◆ Fonte ◆
===============

“Governo não manda no ENEM.” (Maria Inês Fini, Presidente do INEP, respondendo à ameaça de Bolsonaro de interferir na elaboração das provas em 2019).
O INEP (Instituto Nacional de Estudos e Pesquisas Educacionais), órgão responsável pela elaboração das provas do ENEM, é uma autarquia ligada ao Ministério da Educação. Como toda autarquia, o INEP é um órgão autônomo. É o INEP que elabora as provas do Exame Nacional do ensino Médio, que dá acesso a mais de 500 universidades públicas e privadas do Brasil. Agora, a estranha obsessão de Bolsonaro por assuntos relacionados ao mundo gay levou o Presidente eleito a afirmar que, a partir do próximo ano, fará “vistoria nas provas”, algo como uma censura prévia. Tudo por causa da questão número 37 da prova de Linguagens, códigos e suas tecnologias, onde o estudante teria que saber o que significa um dialeto. E, para tal, foi dado como exemplo um pequeno texto com palavras de um dialeto secreto utilizado por gays e travestis. Poderia ser um outro conjunto de palavras. A questão apenas pedia ao candidato para saber o que o patrimônio linguístico deve possuir para ser considerado um dialeto. Ninguém precisava, em hipótese alguma, conhecer palavras secretas usadas por gays e travestis para acertar a questão. E algumas palavras e expressões, inclusive, são usadas com o mesmo significado até fora do universo gay. É o caso de “Babado”, que significa “discussão ou fofoca”. E também “Dar a Elza”, que significa “roubar”. Não era preciso, entretanto, saber o significado, para gays e travestis, de nenhuma dessas palavras e o texto foi inserido na questão apenas a título ilustrativo.
Bolsonaro, entretanto, dando vazão a seus instintos autoritários, afirmou que irá vistoriar as provas do próximo ano. Tudo porque, segundo ele, as provas possuem “ideologia e politicagem.” Assustador é pensarmos que tudo o que Bolsonaro fala é sobre uma prova elaborada ainda no governo Temer. Um governo golpista, impopular, corrupto e onde muitos de seus pares até apoiam Bolsonaro. O ENEM foi criado no governo FHC e, até então, nenhum Presidente da República havia se pronucniado sobre o exame no sentido de impor uma censura e ameaçar a autonomia de um órgão técnico responsável pela elaboração das provas. E, como sempre, a causa de tudo é o estranho incômodo de Bolsonaro em relação a gays e travestis.

===============

◆ Enunciado 1 ◆
Liste todas as pessoas citadas pelo nome no texto sobre o ENEM.

◆ Dados de rotulagem por coordenadas ◆
===============

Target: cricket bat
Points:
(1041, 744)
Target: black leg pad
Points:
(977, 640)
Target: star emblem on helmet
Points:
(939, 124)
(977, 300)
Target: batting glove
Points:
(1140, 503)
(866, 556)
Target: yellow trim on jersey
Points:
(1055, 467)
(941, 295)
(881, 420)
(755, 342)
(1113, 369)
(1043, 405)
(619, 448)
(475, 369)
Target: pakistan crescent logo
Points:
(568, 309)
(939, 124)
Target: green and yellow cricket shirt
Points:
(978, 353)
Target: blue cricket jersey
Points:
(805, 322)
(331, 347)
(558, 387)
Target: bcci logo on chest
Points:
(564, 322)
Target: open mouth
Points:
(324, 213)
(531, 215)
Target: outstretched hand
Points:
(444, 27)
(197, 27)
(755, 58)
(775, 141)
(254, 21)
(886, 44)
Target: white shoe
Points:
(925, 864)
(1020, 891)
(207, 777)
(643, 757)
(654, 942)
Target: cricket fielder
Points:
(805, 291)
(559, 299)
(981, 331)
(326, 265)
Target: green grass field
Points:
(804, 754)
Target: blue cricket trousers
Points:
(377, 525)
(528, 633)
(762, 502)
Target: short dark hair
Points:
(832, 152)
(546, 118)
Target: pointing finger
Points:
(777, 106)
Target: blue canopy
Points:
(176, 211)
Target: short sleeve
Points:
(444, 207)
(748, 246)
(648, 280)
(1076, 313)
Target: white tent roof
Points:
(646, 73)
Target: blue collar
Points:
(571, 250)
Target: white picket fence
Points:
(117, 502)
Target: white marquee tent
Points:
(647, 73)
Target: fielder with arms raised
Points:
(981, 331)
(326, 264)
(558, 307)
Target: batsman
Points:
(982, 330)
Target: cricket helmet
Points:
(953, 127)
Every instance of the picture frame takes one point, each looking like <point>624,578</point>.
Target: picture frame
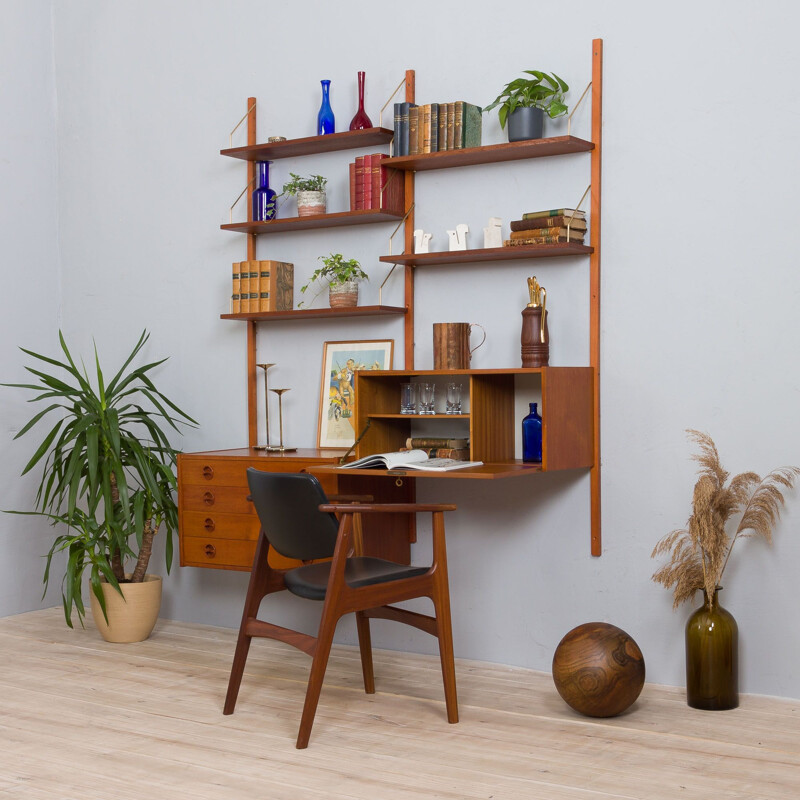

===============

◆ Enunciado 2 ◆
Na listagem, reescreva as linhas desde a que contém "Target: yellow trim on jersey" até o fim da listagem, trocando "blue" por "navy" e deixando todo o resto igual. Não coloque as imagens na resposta.

◆ Resolução 1 ◆
Maria Inês Fini, Bolsonaro, Temer e FHC.

◆ Resolução 2 ◆
Target: yellow trim on jersey
Points:
(1055, 467)
(941, 295)
(881, 420)
(755, 342)
(1113, 369)
(1043, 405)
(619, 448)
(475, 369)
Target: pakistan crescent logo
Points:
(568, 309)
(939, 124)
Target: green and yellow cricket shirt
Points:
(978, 353)
Target: navy cricket jersey
Points:
(805, 322)
(331, 347)
(558, 387)
Target: bcci logo on chest
Points:
(564, 322)
Target: open mouth
Points:
(324, 213)
(531, 215)
Target: outstretched hand
Points:
(444, 27)
(197, 27)
(755, 58)
(775, 141)
(254, 21)
(886, 44)
Target: white shoe
Points:
(925, 864)
(1020, 891)
(207, 777)
(643, 757)
(654, 942)
Target: cricket fielder
Points:
(805, 291)
(559, 299)
(981, 331)
(326, 265)
Target: green grass field
Points:
(804, 754)
Target: navy cricket trousers
Points:
(377, 525)
(528, 633)
(762, 502)
Target: short dark hair
Points:
(832, 152)
(546, 118)
Target: pointing finger
Points:
(777, 106)
Target: navy canopy
Points:
(176, 211)
Target: short sleeve
Points:
(444, 207)
(748, 246)
(648, 280)
(1076, 313)
Target: white tent roof
Points:
(646, 73)
Target: navy collar
Points:
(571, 250)
Target: white picket fence
Points:
(117, 502)
Target: white marquee tent
Points:
(647, 73)
Target: fielder with arms raised
Points:
(981, 331)
(326, 264)
(558, 307)
Target: batsman
Points:
(982, 330)
Target: cricket helmet
Points:
(953, 127)
Every instance of the picture frame takes one point, each looking like <point>624,578</point>.
Target: picture frame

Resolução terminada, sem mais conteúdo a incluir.